## DO THIS
Set down, without alteration, the lines from the one that contains "the stone fortress" through the final line of the material below.

::::

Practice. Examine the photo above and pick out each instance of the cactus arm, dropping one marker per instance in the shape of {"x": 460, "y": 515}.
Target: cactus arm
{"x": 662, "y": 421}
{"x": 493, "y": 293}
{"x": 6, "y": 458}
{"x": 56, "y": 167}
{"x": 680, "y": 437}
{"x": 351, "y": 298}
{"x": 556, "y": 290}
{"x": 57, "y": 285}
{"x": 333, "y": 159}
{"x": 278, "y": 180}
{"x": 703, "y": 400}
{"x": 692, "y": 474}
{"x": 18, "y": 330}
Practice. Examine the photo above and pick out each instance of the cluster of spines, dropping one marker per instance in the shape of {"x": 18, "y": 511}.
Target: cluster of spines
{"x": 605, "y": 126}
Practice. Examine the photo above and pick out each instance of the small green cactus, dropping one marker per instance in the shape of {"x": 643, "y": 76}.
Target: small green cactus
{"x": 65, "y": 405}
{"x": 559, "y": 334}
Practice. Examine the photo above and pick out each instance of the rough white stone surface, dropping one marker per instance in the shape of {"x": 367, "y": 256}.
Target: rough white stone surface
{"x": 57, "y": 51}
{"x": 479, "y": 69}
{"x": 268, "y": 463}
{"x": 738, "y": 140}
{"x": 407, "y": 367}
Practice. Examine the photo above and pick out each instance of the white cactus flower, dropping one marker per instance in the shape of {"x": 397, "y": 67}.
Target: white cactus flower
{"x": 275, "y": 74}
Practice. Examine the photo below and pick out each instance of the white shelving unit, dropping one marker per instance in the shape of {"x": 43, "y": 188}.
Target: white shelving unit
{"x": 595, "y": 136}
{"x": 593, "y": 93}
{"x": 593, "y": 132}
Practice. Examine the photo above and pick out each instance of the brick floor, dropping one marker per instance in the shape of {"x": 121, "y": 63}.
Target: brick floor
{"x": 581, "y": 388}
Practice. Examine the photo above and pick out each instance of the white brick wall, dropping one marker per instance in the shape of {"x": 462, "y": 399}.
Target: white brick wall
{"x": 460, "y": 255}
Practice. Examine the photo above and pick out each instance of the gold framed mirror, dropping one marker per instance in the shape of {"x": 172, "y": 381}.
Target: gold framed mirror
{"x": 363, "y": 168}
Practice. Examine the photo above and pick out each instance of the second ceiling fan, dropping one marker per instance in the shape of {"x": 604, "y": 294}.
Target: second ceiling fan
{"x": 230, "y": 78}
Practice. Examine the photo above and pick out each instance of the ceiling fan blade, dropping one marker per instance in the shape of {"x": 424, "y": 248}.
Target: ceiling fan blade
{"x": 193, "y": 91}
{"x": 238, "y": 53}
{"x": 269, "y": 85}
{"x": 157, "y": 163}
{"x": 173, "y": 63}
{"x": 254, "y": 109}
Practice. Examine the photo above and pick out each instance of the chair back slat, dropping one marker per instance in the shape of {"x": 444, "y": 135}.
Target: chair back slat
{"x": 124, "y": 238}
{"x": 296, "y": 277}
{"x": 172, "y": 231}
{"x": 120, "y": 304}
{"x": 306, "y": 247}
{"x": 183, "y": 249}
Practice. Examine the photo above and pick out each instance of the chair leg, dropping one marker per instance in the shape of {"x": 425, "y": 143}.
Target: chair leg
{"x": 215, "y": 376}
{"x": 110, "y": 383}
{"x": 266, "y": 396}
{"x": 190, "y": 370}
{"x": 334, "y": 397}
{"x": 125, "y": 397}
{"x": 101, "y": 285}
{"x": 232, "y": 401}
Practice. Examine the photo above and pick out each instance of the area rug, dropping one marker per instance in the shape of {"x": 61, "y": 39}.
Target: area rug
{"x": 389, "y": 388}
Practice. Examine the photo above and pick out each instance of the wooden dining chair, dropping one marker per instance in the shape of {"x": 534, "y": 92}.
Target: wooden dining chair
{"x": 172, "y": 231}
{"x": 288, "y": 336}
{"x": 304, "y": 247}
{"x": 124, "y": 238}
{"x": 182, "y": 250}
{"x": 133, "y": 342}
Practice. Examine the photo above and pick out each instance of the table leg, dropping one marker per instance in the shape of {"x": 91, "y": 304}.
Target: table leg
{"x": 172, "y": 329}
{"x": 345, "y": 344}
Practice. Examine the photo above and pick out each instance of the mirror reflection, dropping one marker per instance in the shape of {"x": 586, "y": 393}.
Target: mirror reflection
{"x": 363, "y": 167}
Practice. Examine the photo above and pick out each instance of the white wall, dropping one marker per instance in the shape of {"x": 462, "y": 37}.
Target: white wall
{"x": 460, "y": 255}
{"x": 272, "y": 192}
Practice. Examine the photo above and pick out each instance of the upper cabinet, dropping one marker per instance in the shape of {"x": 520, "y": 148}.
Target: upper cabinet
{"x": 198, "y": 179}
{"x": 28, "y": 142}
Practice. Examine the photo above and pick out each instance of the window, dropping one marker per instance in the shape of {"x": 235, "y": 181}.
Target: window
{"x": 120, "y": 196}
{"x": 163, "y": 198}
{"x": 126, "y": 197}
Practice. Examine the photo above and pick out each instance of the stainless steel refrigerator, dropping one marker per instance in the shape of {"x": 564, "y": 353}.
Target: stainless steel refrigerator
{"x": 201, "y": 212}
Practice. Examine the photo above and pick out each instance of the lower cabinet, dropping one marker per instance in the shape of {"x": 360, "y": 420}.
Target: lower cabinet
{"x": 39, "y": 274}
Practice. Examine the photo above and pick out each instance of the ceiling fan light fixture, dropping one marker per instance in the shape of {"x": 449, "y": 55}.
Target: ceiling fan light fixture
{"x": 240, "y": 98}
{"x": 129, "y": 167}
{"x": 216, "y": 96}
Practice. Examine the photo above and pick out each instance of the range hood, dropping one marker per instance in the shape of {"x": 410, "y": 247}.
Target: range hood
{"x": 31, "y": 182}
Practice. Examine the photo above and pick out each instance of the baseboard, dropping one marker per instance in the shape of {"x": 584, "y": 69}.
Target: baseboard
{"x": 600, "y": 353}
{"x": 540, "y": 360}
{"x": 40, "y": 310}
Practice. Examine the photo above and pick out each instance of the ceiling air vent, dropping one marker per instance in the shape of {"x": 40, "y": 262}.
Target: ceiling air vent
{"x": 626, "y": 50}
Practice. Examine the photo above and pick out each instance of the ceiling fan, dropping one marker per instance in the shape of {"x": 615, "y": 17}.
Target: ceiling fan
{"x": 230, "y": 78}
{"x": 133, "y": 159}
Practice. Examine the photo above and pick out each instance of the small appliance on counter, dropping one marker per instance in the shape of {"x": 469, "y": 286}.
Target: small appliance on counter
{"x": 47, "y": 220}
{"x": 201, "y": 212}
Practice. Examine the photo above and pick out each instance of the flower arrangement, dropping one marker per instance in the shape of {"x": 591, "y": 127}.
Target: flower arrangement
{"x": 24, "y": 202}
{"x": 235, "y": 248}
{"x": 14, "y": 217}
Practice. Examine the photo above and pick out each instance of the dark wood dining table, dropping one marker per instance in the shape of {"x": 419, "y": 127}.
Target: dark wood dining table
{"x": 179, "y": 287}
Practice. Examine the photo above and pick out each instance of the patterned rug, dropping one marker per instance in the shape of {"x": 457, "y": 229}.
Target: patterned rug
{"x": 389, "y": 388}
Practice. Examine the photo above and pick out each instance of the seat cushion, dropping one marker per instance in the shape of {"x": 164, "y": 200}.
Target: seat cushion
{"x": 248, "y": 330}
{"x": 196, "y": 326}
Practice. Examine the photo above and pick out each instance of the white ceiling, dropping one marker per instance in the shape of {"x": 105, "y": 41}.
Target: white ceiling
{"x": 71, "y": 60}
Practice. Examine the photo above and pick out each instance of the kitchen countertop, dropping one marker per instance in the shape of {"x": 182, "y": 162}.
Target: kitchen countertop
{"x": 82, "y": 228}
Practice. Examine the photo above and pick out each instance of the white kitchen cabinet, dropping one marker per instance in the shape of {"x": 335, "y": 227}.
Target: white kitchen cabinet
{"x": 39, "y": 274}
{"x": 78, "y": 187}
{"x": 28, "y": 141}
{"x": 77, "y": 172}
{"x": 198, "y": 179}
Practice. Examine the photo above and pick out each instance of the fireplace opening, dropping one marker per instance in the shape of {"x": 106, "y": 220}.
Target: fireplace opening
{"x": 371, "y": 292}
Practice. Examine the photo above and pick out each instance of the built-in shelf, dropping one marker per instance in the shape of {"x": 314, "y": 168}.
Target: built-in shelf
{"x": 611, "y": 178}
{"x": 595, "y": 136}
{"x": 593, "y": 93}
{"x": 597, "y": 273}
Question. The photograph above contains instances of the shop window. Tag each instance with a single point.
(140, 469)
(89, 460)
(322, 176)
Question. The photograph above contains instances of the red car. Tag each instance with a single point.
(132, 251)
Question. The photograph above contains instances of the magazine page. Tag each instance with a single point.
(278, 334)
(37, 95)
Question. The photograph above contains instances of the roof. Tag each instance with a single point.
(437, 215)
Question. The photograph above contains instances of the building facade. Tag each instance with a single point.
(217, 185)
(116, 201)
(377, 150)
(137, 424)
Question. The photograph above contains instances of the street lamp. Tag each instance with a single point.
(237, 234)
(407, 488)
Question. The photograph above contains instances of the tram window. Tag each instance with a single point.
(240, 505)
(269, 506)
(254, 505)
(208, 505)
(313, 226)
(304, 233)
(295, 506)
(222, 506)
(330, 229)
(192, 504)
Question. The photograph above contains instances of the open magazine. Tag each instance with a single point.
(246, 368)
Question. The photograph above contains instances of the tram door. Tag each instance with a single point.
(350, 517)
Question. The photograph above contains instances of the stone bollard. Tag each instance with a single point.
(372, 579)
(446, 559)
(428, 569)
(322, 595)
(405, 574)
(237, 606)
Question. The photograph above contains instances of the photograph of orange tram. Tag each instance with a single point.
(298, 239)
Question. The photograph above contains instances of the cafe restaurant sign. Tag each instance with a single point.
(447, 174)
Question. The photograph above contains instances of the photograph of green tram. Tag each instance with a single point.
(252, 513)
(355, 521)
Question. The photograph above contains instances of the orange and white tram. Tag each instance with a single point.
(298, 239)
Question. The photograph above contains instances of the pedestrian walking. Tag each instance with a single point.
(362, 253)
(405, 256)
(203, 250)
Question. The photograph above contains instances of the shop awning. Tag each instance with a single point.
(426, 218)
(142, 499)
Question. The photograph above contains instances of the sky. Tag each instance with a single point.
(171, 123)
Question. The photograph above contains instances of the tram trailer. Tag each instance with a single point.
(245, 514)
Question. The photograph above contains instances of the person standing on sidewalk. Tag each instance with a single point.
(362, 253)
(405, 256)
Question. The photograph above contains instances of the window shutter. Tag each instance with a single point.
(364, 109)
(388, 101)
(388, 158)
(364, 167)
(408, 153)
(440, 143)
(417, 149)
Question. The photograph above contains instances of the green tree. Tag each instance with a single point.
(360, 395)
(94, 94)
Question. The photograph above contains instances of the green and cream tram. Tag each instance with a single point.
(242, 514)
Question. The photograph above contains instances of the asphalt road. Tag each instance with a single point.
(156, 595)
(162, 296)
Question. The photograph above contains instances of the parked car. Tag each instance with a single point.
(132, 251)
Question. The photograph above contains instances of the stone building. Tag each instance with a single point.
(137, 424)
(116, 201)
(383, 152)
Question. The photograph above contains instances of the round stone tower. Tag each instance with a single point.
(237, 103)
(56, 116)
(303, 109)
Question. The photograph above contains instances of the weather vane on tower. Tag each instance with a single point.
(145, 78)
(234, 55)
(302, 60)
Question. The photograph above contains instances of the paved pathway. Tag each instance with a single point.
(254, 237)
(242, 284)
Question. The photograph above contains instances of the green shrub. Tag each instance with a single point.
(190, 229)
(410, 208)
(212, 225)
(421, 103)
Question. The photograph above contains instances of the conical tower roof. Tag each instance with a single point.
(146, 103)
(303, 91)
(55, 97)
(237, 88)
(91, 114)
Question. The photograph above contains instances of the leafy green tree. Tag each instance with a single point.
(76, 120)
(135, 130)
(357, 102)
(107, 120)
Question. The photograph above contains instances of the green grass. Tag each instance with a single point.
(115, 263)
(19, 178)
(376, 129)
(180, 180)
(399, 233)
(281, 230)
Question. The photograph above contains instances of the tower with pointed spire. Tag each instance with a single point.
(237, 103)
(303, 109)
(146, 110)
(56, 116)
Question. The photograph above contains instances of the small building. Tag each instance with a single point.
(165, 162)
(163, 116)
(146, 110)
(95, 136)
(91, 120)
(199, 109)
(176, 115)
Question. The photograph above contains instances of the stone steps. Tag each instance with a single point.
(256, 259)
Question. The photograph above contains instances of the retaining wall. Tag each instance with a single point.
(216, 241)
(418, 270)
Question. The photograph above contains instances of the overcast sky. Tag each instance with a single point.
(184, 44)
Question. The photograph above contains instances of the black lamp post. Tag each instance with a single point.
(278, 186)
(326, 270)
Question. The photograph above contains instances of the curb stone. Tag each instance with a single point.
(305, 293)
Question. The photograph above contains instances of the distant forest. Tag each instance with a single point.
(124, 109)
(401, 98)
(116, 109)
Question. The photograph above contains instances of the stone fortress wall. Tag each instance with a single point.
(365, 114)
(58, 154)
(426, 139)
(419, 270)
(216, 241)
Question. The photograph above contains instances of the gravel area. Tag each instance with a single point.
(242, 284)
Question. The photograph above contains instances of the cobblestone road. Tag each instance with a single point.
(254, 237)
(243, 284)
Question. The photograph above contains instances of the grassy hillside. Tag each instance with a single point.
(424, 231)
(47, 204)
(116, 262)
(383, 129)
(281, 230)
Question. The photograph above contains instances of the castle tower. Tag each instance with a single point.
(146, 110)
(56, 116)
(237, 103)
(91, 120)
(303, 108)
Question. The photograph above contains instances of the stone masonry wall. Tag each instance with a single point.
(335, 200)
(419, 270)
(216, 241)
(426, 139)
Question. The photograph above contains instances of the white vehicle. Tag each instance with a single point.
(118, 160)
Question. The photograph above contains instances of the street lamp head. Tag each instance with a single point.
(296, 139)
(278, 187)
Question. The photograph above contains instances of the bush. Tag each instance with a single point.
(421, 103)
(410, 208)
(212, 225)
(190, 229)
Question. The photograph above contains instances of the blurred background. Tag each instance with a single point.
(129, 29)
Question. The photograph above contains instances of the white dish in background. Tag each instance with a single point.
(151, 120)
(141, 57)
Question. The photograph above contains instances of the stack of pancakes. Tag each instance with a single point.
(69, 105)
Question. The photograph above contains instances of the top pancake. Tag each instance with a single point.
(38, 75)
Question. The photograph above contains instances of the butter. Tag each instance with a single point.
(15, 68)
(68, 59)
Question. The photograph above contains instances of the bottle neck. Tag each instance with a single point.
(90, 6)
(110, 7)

::::

## ANSWER
Question. The photograph above contains instances of the stone fortress wall. Tag each instance with a single point.
(365, 114)
(58, 154)
(426, 139)
(419, 270)
(216, 241)
Question. The photograph above contains instances of the gravel area. Tag each instance with a single point.
(242, 284)
Question. The photograph above contains instances of the cobblestone road. Tag each instance with a single point.
(254, 237)
(243, 284)
Question. The photograph above contains instances of the grassy hillside. Tag each instance with a single point.
(424, 231)
(47, 204)
(116, 262)
(383, 129)
(281, 230)
Question. The photograph above contains instances of the castle tower. Tag each instance with a single point.
(146, 110)
(56, 116)
(237, 103)
(91, 120)
(303, 108)
Question. The photograph above contains instances of the stone masonry wall. Tag each instance with a single point.
(335, 200)
(419, 270)
(216, 241)
(426, 139)
Question. The photograph above contains instances of the white vehicle. Tag each instance with a single point.
(118, 160)
Question. The photograph above contains instances of the street lamp head. Tag each instance with a single point.
(296, 139)
(278, 187)
Question. The photograph above contains instances of the bush. Tag each instance with a single point.
(421, 103)
(410, 208)
(212, 225)
(190, 229)
Question. The photograph above contains instances of the blurred background. Tag each instance with a single point.
(129, 29)
Question. The photograph above contains instances of the white dish in background. Tag each instance with a single point.
(151, 120)
(141, 57)
Question. The photograph above contains instances of the stack of pancakes. Tag each instance with a single point.
(69, 105)
Question. The photograph above contains instances of the top pancake. Tag each instance with a single point.
(38, 75)
Question. The photograph above contains instances of the butter. Tag each instance with a single point.
(15, 68)
(68, 59)
Question. The photograph above contains instances of the bottle neck. Tag each instance with a single point.
(90, 6)
(110, 7)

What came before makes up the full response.